Art moderne

XXE SIÈCLE

Vitebsk, laboratoire de l’avant-garde russe

Par Itzhak Goldberg · Le Journal des Arts

Le 2 mai 2018 - 822 mots

PARIS

Le Centre Pompidou raconte un épisode commun peu connu de la vie de Marc Chagall, El Lissitzky et Kasimir Malevitch, trois figures emblématiques de l’avant-garde russe : l’école d’art de Vitebsk en Biélorussie.

Marc Chagall, Au-dessus de la ville, 1914-1918, huile sur toile, 139 x 197 cm
Marc Chagall, Au-dessus de la ville (1914-1918).

Paris. L’avant-garde russe à Vitebsk ? Pour le public – et même pour une partie des spécialistes – le nom de cette ville, aujourd’hui en Biélorussie, reste inconnu. Ainsi, le titre de cette exceptionnelle exposition cite les noms des trois artistes majeurs, Chagall, Lissitzky et Malevitch, qui y ont séjourné entre 1918 et 1922. Le hasard a bien fait les choses, car l’ordre alphabétique de leurs noms correspond non seulement à l’ordre de leur arrivée à Vitebsk, mais sert également à promouvoir cette manifestation. De fait, si l’histoire de l’art reste circonspecte à son égard, le succès populaire de Chagall, illustré par la quantité impressionnante d’expositions qui lui sont consacrées en France ou ailleurs, est indiscutable. L’avant-garde russe, en revanche, même si elle a pris son envol depuis la chute du communisme, reste encore largement méconnue, voire incomprise.

========================

__Consignes de travail__
Reproduisez fidèlement le passage de l'article ci-dessus sur Vitebsk, depuis « Par Itzhak Goldberg » jusqu'à « la ville (1914-1918). » inclus.

__Contenu des données__
========================

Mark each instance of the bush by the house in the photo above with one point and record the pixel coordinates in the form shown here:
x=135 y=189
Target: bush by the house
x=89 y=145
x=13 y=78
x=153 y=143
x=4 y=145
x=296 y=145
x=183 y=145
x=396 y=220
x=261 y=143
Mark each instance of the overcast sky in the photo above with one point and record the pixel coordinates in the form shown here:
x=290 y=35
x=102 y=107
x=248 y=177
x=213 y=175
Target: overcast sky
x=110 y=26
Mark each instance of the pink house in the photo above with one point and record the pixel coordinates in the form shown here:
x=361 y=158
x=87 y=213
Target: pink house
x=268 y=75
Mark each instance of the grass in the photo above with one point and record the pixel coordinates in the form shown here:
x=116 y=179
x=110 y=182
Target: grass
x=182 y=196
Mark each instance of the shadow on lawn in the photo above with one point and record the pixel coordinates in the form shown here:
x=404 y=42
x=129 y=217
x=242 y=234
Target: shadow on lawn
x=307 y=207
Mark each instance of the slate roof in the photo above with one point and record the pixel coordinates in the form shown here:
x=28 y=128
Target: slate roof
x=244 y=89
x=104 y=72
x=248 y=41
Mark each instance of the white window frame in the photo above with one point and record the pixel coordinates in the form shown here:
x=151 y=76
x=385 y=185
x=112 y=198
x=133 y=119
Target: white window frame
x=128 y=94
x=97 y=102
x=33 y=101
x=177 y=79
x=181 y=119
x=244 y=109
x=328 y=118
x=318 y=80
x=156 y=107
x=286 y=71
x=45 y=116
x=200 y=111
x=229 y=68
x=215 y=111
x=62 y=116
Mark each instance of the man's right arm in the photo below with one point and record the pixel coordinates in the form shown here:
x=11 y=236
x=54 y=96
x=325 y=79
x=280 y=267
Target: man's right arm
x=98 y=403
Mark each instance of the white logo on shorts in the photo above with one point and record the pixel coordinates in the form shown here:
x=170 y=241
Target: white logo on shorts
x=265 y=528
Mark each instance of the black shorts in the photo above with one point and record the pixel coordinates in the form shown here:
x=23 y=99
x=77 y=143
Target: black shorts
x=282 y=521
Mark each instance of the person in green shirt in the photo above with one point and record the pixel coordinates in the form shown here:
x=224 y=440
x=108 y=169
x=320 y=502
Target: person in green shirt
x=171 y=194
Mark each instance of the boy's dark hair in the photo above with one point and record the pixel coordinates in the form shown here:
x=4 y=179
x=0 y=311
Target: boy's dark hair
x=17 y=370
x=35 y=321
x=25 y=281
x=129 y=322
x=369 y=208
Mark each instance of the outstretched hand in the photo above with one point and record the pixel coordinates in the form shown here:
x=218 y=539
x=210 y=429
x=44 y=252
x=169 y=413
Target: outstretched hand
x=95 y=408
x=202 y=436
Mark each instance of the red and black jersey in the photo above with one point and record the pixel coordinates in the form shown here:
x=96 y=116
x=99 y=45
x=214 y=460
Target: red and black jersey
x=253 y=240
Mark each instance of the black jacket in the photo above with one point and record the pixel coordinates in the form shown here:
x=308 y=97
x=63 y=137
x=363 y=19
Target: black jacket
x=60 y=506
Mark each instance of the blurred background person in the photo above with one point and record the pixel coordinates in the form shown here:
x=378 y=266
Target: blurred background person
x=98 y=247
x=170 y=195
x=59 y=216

========================

__Corrigé de l'exercice__
Par Itzhak Goldberg · Le Journal des Arts

Le 2 mai 2018 - 822 mots

PARIS

Le Centre Pompidou raconte un épisode commun peu connu de la vie de Marc Chagall, El Lissitzky et Kasimir Malevitch, trois figures emblématiques de l’avant-garde russe : l’école d’art de Vitebsk en Biélorussie.

Marc Chagall, Au-dessus de la ville, 1914-1918, huile sur toile, 139 x 197 cm
Marc Chagall, Au-dessus de la ville (1914-1918).